■ **What is being asked**
Which lines of the listing below contain the string "hillside"? Copy each one in full.
* BEGIN *
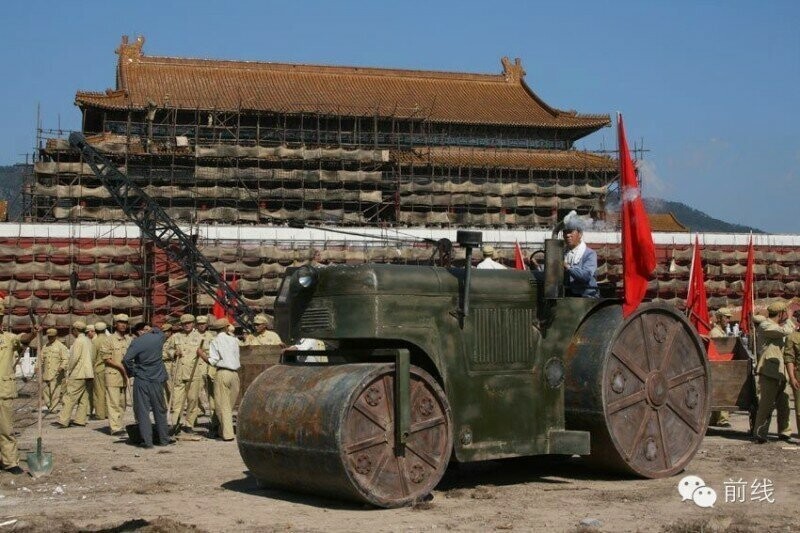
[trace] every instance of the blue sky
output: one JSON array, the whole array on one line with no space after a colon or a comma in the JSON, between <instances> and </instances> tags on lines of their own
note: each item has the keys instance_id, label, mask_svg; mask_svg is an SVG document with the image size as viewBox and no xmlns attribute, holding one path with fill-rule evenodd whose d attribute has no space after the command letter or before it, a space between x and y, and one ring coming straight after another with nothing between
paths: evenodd
<instances>
[{"instance_id":1,"label":"blue sky","mask_svg":"<svg viewBox=\"0 0 800 533\"><path fill-rule=\"evenodd\" d=\"M625 115L647 196L800 233L800 2L6 2L0 165L75 91L114 85L123 34L150 55L500 72L549 104ZM615 148L612 128L579 146Z\"/></svg>"}]
</instances>

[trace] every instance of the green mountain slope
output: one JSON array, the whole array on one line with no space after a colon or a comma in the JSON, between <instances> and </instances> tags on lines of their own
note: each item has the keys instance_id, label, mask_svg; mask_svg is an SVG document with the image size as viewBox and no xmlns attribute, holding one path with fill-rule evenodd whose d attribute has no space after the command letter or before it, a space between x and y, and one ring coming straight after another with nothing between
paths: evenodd
<instances>
[{"instance_id":1,"label":"green mountain slope","mask_svg":"<svg viewBox=\"0 0 800 533\"><path fill-rule=\"evenodd\" d=\"M764 233L760 229L731 224L689 207L682 202L662 200L661 198L645 198L645 207L649 213L672 213L678 221L690 231L708 233Z\"/></svg>"}]
</instances>

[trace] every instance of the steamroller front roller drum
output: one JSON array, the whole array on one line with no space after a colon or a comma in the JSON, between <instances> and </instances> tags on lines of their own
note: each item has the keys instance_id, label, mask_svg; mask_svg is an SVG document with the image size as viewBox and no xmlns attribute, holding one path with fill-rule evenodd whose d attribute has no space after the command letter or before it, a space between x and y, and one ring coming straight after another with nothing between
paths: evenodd
<instances>
[{"instance_id":1,"label":"steamroller front roller drum","mask_svg":"<svg viewBox=\"0 0 800 533\"><path fill-rule=\"evenodd\" d=\"M691 461L708 424L708 362L700 337L672 306L620 306L589 316L565 358L566 424L591 432L589 461L647 478Z\"/></svg>"},{"instance_id":2,"label":"steamroller front roller drum","mask_svg":"<svg viewBox=\"0 0 800 533\"><path fill-rule=\"evenodd\" d=\"M399 507L429 494L450 459L450 407L411 367L410 434L395 449L394 365L278 365L248 388L239 453L261 486Z\"/></svg>"}]
</instances>

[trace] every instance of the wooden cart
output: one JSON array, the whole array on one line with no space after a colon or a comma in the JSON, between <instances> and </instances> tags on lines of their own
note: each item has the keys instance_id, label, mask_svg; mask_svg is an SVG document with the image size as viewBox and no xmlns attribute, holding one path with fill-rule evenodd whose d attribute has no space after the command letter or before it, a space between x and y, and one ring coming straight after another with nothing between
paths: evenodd
<instances>
[{"instance_id":1,"label":"wooden cart","mask_svg":"<svg viewBox=\"0 0 800 533\"><path fill-rule=\"evenodd\" d=\"M711 411L747 411L752 432L758 410L755 364L739 337L711 339L717 354L709 357Z\"/></svg>"}]
</instances>

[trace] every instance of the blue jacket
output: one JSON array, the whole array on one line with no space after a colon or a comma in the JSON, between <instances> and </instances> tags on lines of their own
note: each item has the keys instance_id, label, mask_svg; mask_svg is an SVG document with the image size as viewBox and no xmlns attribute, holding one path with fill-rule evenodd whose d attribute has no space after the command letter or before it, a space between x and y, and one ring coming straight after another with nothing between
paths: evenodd
<instances>
[{"instance_id":1,"label":"blue jacket","mask_svg":"<svg viewBox=\"0 0 800 533\"><path fill-rule=\"evenodd\" d=\"M587 247L583 257L581 257L581 262L564 270L565 296L599 298L600 291L597 289L596 272L597 252ZM543 271L531 270L531 274L537 281L544 281Z\"/></svg>"},{"instance_id":2,"label":"blue jacket","mask_svg":"<svg viewBox=\"0 0 800 533\"><path fill-rule=\"evenodd\" d=\"M567 296L599 298L597 289L597 252L587 247L581 262L565 270L564 288Z\"/></svg>"},{"instance_id":3,"label":"blue jacket","mask_svg":"<svg viewBox=\"0 0 800 533\"><path fill-rule=\"evenodd\" d=\"M133 339L122 364L128 373L136 378L136 382L167 381L167 368L161 357L161 347L164 345L164 333L158 328L153 328L149 333Z\"/></svg>"}]
</instances>

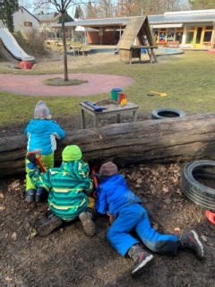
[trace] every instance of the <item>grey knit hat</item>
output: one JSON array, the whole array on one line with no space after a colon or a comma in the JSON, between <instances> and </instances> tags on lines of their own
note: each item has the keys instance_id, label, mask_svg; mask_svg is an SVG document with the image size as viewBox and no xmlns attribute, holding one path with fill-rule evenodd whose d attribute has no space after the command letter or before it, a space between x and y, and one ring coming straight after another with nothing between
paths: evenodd
<instances>
[{"instance_id":1,"label":"grey knit hat","mask_svg":"<svg viewBox=\"0 0 215 287\"><path fill-rule=\"evenodd\" d=\"M118 172L118 169L116 164L111 161L103 163L99 170L100 177L110 177Z\"/></svg>"}]
</instances>

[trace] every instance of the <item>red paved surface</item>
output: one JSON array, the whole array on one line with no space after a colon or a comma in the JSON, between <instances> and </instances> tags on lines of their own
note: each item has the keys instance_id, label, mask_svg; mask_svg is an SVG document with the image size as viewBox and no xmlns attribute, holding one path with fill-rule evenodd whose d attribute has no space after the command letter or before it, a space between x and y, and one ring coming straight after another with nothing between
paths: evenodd
<instances>
[{"instance_id":1,"label":"red paved surface","mask_svg":"<svg viewBox=\"0 0 215 287\"><path fill-rule=\"evenodd\" d=\"M60 74L18 75L1 74L0 91L31 96L89 96L109 92L113 88L125 88L134 83L131 77L100 74L69 74L69 79L88 81L74 86L47 86L43 80Z\"/></svg>"}]
</instances>

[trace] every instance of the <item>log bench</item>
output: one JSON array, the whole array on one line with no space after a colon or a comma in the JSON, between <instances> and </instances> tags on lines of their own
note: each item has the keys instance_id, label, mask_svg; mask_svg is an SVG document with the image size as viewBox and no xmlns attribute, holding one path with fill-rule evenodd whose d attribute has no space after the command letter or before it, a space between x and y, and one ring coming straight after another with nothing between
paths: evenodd
<instances>
[{"instance_id":1,"label":"log bench","mask_svg":"<svg viewBox=\"0 0 215 287\"><path fill-rule=\"evenodd\" d=\"M165 48L179 48L180 42L179 41L167 41L164 43Z\"/></svg>"}]
</instances>

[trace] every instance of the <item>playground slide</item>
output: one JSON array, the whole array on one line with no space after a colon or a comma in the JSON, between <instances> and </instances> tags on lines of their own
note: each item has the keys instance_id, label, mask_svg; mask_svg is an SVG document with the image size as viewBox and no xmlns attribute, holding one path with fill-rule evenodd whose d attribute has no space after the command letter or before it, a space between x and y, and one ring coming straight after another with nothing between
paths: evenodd
<instances>
[{"instance_id":1,"label":"playground slide","mask_svg":"<svg viewBox=\"0 0 215 287\"><path fill-rule=\"evenodd\" d=\"M35 57L26 54L19 46L14 37L9 32L6 28L0 28L0 39L6 49L20 61L34 62Z\"/></svg>"}]
</instances>

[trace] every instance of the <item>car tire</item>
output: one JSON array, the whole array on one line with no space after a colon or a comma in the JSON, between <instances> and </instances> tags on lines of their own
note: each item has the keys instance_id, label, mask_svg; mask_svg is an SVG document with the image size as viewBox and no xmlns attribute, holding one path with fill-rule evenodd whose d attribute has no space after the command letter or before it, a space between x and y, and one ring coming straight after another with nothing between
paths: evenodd
<instances>
[{"instance_id":1,"label":"car tire","mask_svg":"<svg viewBox=\"0 0 215 287\"><path fill-rule=\"evenodd\" d=\"M215 189L200 183L200 178L215 180L215 161L202 160L186 164L180 181L182 192L191 201L215 211Z\"/></svg>"},{"instance_id":2,"label":"car tire","mask_svg":"<svg viewBox=\"0 0 215 287\"><path fill-rule=\"evenodd\" d=\"M185 117L183 110L177 109L158 108L151 112L152 119L162 119L169 117Z\"/></svg>"}]
</instances>

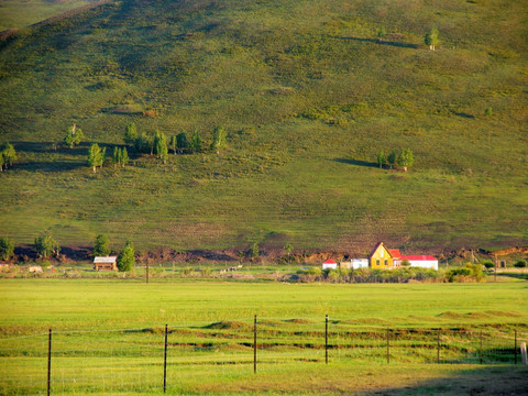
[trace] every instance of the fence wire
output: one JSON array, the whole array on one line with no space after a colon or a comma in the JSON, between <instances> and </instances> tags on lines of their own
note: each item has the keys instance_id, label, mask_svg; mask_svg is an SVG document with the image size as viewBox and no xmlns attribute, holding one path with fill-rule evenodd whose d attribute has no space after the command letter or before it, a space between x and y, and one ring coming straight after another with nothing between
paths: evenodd
<instances>
[{"instance_id":1,"label":"fence wire","mask_svg":"<svg viewBox=\"0 0 528 396\"><path fill-rule=\"evenodd\" d=\"M396 329L324 318L61 331L52 332L51 354L48 334L0 338L0 393L45 394L48 367L52 394L106 394L177 392L204 378L327 362L515 364L527 341L528 333L512 329Z\"/></svg>"}]
</instances>

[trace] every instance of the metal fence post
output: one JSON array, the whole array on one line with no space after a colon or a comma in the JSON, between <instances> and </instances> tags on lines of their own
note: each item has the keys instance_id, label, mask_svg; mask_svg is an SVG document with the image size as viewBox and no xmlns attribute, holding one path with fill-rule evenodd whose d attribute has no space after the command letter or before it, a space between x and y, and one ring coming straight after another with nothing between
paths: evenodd
<instances>
[{"instance_id":1,"label":"metal fence post","mask_svg":"<svg viewBox=\"0 0 528 396\"><path fill-rule=\"evenodd\" d=\"M517 329L514 330L514 360L515 364L517 364Z\"/></svg>"},{"instance_id":2,"label":"metal fence post","mask_svg":"<svg viewBox=\"0 0 528 396\"><path fill-rule=\"evenodd\" d=\"M324 362L328 364L328 315L324 326Z\"/></svg>"},{"instance_id":3,"label":"metal fence post","mask_svg":"<svg viewBox=\"0 0 528 396\"><path fill-rule=\"evenodd\" d=\"M52 386L52 329L47 338L47 396Z\"/></svg>"},{"instance_id":4,"label":"metal fence post","mask_svg":"<svg viewBox=\"0 0 528 396\"><path fill-rule=\"evenodd\" d=\"M437 363L440 364L440 329L437 332Z\"/></svg>"},{"instance_id":5,"label":"metal fence post","mask_svg":"<svg viewBox=\"0 0 528 396\"><path fill-rule=\"evenodd\" d=\"M256 373L256 315L253 321L253 373Z\"/></svg>"},{"instance_id":6,"label":"metal fence post","mask_svg":"<svg viewBox=\"0 0 528 396\"><path fill-rule=\"evenodd\" d=\"M391 341L389 341L389 334L388 334L388 328L387 328L387 364L391 363Z\"/></svg>"},{"instance_id":7,"label":"metal fence post","mask_svg":"<svg viewBox=\"0 0 528 396\"><path fill-rule=\"evenodd\" d=\"M167 392L167 333L168 324L165 324L165 351L163 354L163 393Z\"/></svg>"}]
</instances>

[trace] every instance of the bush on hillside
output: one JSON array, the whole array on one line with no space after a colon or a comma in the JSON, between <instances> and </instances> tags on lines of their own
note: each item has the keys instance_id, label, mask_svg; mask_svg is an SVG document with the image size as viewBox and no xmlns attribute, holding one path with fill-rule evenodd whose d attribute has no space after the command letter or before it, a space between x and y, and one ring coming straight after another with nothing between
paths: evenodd
<instances>
[{"instance_id":1,"label":"bush on hillside","mask_svg":"<svg viewBox=\"0 0 528 396\"><path fill-rule=\"evenodd\" d=\"M516 268L525 268L526 267L526 261L525 260L519 260L517 263L514 264Z\"/></svg>"}]
</instances>

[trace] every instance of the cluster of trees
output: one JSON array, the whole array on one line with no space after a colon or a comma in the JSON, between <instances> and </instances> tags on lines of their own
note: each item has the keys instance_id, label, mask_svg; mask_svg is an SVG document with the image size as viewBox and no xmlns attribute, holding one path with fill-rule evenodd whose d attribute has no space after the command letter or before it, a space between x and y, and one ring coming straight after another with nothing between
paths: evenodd
<instances>
[{"instance_id":1,"label":"cluster of trees","mask_svg":"<svg viewBox=\"0 0 528 396\"><path fill-rule=\"evenodd\" d=\"M96 173L96 168L99 166L102 168L105 164L105 156L107 154L107 147L99 147L99 144L94 143L88 151L88 164L94 167L94 173Z\"/></svg>"},{"instance_id":2,"label":"cluster of trees","mask_svg":"<svg viewBox=\"0 0 528 396\"><path fill-rule=\"evenodd\" d=\"M0 172L9 166L13 166L16 161L16 152L10 143L4 143L0 146Z\"/></svg>"},{"instance_id":3,"label":"cluster of trees","mask_svg":"<svg viewBox=\"0 0 528 396\"><path fill-rule=\"evenodd\" d=\"M196 154L204 151L204 141L197 130L195 130L190 139L187 139L185 132L180 132L167 139L167 136L160 131L156 131L152 136L147 135L145 132L138 134L135 123L131 122L127 125L123 140L125 144L134 147L138 153L155 154L164 164L168 158L168 150L172 150L174 154ZM213 131L210 150L219 154L226 144L226 129L223 127L217 127Z\"/></svg>"},{"instance_id":4,"label":"cluster of trees","mask_svg":"<svg viewBox=\"0 0 528 396\"><path fill-rule=\"evenodd\" d=\"M110 240L106 234L97 235L94 243L94 256L108 256L110 253ZM135 250L130 240L127 241L124 249L119 253L117 264L120 272L129 272L134 268Z\"/></svg>"},{"instance_id":5,"label":"cluster of trees","mask_svg":"<svg viewBox=\"0 0 528 396\"><path fill-rule=\"evenodd\" d=\"M113 154L112 154L112 163L113 167L118 167L120 165L121 167L125 167L127 164L129 163L129 153L127 152L127 147L119 148L118 146L113 147Z\"/></svg>"},{"instance_id":6,"label":"cluster of trees","mask_svg":"<svg viewBox=\"0 0 528 396\"><path fill-rule=\"evenodd\" d=\"M425 42L429 46L429 50L435 51L435 47L440 44L438 28L432 26L429 32L426 33Z\"/></svg>"},{"instance_id":7,"label":"cluster of trees","mask_svg":"<svg viewBox=\"0 0 528 396\"><path fill-rule=\"evenodd\" d=\"M52 254L58 256L61 246L46 231L44 235L35 238L35 251L38 257L50 257Z\"/></svg>"},{"instance_id":8,"label":"cluster of trees","mask_svg":"<svg viewBox=\"0 0 528 396\"><path fill-rule=\"evenodd\" d=\"M388 155L385 155L385 152L382 150L380 154L377 154L376 163L380 165L380 168L387 165L391 169L393 166L400 166L407 172L407 168L415 164L415 156L413 150L409 147L402 150L399 153L393 150Z\"/></svg>"},{"instance_id":9,"label":"cluster of trees","mask_svg":"<svg viewBox=\"0 0 528 396\"><path fill-rule=\"evenodd\" d=\"M381 26L377 30L377 40L382 41L386 35L387 35L387 31L385 30L385 26ZM440 32L438 31L437 26L432 26L426 33L426 36L424 37L424 42L426 43L427 46L429 46L429 50L435 51L436 46L440 44L439 35L440 35Z\"/></svg>"}]
</instances>

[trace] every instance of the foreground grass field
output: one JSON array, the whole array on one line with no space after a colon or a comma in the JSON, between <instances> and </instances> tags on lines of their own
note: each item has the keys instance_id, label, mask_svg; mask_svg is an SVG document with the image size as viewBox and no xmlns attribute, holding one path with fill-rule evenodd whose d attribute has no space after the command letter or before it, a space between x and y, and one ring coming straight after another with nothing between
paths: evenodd
<instances>
[{"instance_id":1,"label":"foreground grass field","mask_svg":"<svg viewBox=\"0 0 528 396\"><path fill-rule=\"evenodd\" d=\"M4 336L42 332L50 327L161 327L248 320L254 315L318 320L329 315L359 324L397 327L514 324L525 323L528 316L528 289L522 280L392 285L184 280L145 285L143 280L118 279L1 279L0 285Z\"/></svg>"},{"instance_id":2,"label":"foreground grass field","mask_svg":"<svg viewBox=\"0 0 528 396\"><path fill-rule=\"evenodd\" d=\"M53 394L161 394L167 323L169 394L522 395L526 285L2 279L0 392L45 392L53 328Z\"/></svg>"},{"instance_id":3,"label":"foreground grass field","mask_svg":"<svg viewBox=\"0 0 528 396\"><path fill-rule=\"evenodd\" d=\"M123 0L22 30L0 48L0 141L20 158L0 175L0 228L144 250L522 245L527 3L411 8ZM222 124L228 147L94 174L89 144L110 153L131 121L196 128L206 147ZM74 123L87 142L54 150ZM406 146L410 173L376 167Z\"/></svg>"}]
</instances>

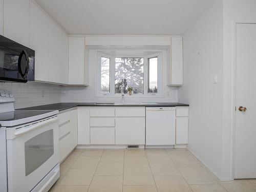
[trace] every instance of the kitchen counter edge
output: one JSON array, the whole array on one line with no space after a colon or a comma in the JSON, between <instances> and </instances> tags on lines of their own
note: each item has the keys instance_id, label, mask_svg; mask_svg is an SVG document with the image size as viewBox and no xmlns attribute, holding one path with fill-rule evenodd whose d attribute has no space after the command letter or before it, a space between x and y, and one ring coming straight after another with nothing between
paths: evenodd
<instances>
[{"instance_id":1,"label":"kitchen counter edge","mask_svg":"<svg viewBox=\"0 0 256 192\"><path fill-rule=\"evenodd\" d=\"M46 104L43 105L38 105L31 106L26 108L17 109L16 110L58 110L62 111L68 109L75 108L76 106L146 106L146 107L170 107L170 106L189 106L188 104L177 103L177 102L159 102L157 104L148 104L148 103L138 103L132 104L96 104L93 102L82 102L82 103L57 103L50 104Z\"/></svg>"}]
</instances>

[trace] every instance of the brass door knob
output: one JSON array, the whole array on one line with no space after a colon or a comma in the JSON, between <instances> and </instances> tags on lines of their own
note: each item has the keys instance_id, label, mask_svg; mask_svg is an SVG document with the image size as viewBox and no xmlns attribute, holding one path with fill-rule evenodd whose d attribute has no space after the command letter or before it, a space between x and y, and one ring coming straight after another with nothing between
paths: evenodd
<instances>
[{"instance_id":1,"label":"brass door knob","mask_svg":"<svg viewBox=\"0 0 256 192\"><path fill-rule=\"evenodd\" d=\"M246 111L246 108L244 108L243 106L240 106L239 108L238 108L238 110L240 111Z\"/></svg>"}]
</instances>

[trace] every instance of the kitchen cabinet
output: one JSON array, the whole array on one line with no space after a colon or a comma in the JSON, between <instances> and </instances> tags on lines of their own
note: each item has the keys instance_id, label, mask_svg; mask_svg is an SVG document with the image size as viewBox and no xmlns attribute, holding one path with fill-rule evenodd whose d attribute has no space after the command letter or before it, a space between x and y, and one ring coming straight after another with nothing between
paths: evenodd
<instances>
[{"instance_id":1,"label":"kitchen cabinet","mask_svg":"<svg viewBox=\"0 0 256 192\"><path fill-rule=\"evenodd\" d=\"M175 107L146 108L146 145L175 144Z\"/></svg>"},{"instance_id":2,"label":"kitchen cabinet","mask_svg":"<svg viewBox=\"0 0 256 192\"><path fill-rule=\"evenodd\" d=\"M4 30L4 0L0 0L0 35L3 35Z\"/></svg>"},{"instance_id":3,"label":"kitchen cabinet","mask_svg":"<svg viewBox=\"0 0 256 192\"><path fill-rule=\"evenodd\" d=\"M171 37L170 61L167 65L167 86L181 86L183 84L182 37Z\"/></svg>"},{"instance_id":4,"label":"kitchen cabinet","mask_svg":"<svg viewBox=\"0 0 256 192\"><path fill-rule=\"evenodd\" d=\"M90 109L91 144L115 144L115 108Z\"/></svg>"},{"instance_id":5,"label":"kitchen cabinet","mask_svg":"<svg viewBox=\"0 0 256 192\"><path fill-rule=\"evenodd\" d=\"M188 142L188 107L176 107L176 144Z\"/></svg>"},{"instance_id":6,"label":"kitchen cabinet","mask_svg":"<svg viewBox=\"0 0 256 192\"><path fill-rule=\"evenodd\" d=\"M90 143L90 109L78 109L78 143L89 145Z\"/></svg>"},{"instance_id":7,"label":"kitchen cabinet","mask_svg":"<svg viewBox=\"0 0 256 192\"><path fill-rule=\"evenodd\" d=\"M77 145L77 110L59 114L59 161Z\"/></svg>"},{"instance_id":8,"label":"kitchen cabinet","mask_svg":"<svg viewBox=\"0 0 256 192\"><path fill-rule=\"evenodd\" d=\"M50 18L33 1L30 3L30 47L35 50L35 80L48 81Z\"/></svg>"},{"instance_id":9,"label":"kitchen cabinet","mask_svg":"<svg viewBox=\"0 0 256 192\"><path fill-rule=\"evenodd\" d=\"M68 84L68 35L33 1L30 10L30 47L35 51L35 80Z\"/></svg>"},{"instance_id":10,"label":"kitchen cabinet","mask_svg":"<svg viewBox=\"0 0 256 192\"><path fill-rule=\"evenodd\" d=\"M145 144L145 117L116 117L116 144Z\"/></svg>"},{"instance_id":11,"label":"kitchen cabinet","mask_svg":"<svg viewBox=\"0 0 256 192\"><path fill-rule=\"evenodd\" d=\"M116 108L116 144L145 144L145 108Z\"/></svg>"},{"instance_id":12,"label":"kitchen cabinet","mask_svg":"<svg viewBox=\"0 0 256 192\"><path fill-rule=\"evenodd\" d=\"M61 76L62 75L67 76L67 74L65 73L65 69L61 67L60 61L61 30L51 20L49 23L48 29L49 33L48 81L61 83Z\"/></svg>"},{"instance_id":13,"label":"kitchen cabinet","mask_svg":"<svg viewBox=\"0 0 256 192\"><path fill-rule=\"evenodd\" d=\"M69 37L69 84L88 85L86 76L84 37Z\"/></svg>"},{"instance_id":14,"label":"kitchen cabinet","mask_svg":"<svg viewBox=\"0 0 256 192\"><path fill-rule=\"evenodd\" d=\"M29 0L4 0L4 36L29 46Z\"/></svg>"}]
</instances>

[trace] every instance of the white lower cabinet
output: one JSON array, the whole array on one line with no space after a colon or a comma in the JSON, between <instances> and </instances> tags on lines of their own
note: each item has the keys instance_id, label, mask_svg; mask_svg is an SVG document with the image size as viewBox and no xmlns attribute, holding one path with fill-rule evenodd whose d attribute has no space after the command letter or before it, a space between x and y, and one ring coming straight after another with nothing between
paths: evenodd
<instances>
[{"instance_id":1,"label":"white lower cabinet","mask_svg":"<svg viewBox=\"0 0 256 192\"><path fill-rule=\"evenodd\" d=\"M188 143L188 107L176 107L176 144Z\"/></svg>"},{"instance_id":2,"label":"white lower cabinet","mask_svg":"<svg viewBox=\"0 0 256 192\"><path fill-rule=\"evenodd\" d=\"M90 109L79 108L78 112L78 144L89 145L90 143Z\"/></svg>"},{"instance_id":3,"label":"white lower cabinet","mask_svg":"<svg viewBox=\"0 0 256 192\"><path fill-rule=\"evenodd\" d=\"M116 117L116 144L145 144L145 117Z\"/></svg>"},{"instance_id":4,"label":"white lower cabinet","mask_svg":"<svg viewBox=\"0 0 256 192\"><path fill-rule=\"evenodd\" d=\"M77 145L77 110L59 114L59 161Z\"/></svg>"},{"instance_id":5,"label":"white lower cabinet","mask_svg":"<svg viewBox=\"0 0 256 192\"><path fill-rule=\"evenodd\" d=\"M79 145L188 143L188 107L79 107ZM64 129L63 129L64 130Z\"/></svg>"},{"instance_id":6,"label":"white lower cabinet","mask_svg":"<svg viewBox=\"0 0 256 192\"><path fill-rule=\"evenodd\" d=\"M115 127L91 127L91 144L115 144Z\"/></svg>"},{"instance_id":7,"label":"white lower cabinet","mask_svg":"<svg viewBox=\"0 0 256 192\"><path fill-rule=\"evenodd\" d=\"M146 108L146 145L175 144L175 108Z\"/></svg>"}]
</instances>

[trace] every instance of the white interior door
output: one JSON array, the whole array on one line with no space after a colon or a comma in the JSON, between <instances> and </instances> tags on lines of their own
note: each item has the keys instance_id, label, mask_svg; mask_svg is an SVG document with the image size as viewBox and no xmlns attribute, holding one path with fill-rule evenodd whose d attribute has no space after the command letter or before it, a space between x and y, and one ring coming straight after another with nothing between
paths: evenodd
<instances>
[{"instance_id":1,"label":"white interior door","mask_svg":"<svg viewBox=\"0 0 256 192\"><path fill-rule=\"evenodd\" d=\"M235 179L256 178L255 72L256 24L237 24Z\"/></svg>"}]
</instances>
* END *
■ **Response for this exercise**
[trace] every instance of the bush on hillside
[{"instance_id":1,"label":"bush on hillside","mask_svg":"<svg viewBox=\"0 0 528 396\"><path fill-rule=\"evenodd\" d=\"M516 268L525 268L526 267L526 261L525 260L519 260L517 263L514 264Z\"/></svg>"}]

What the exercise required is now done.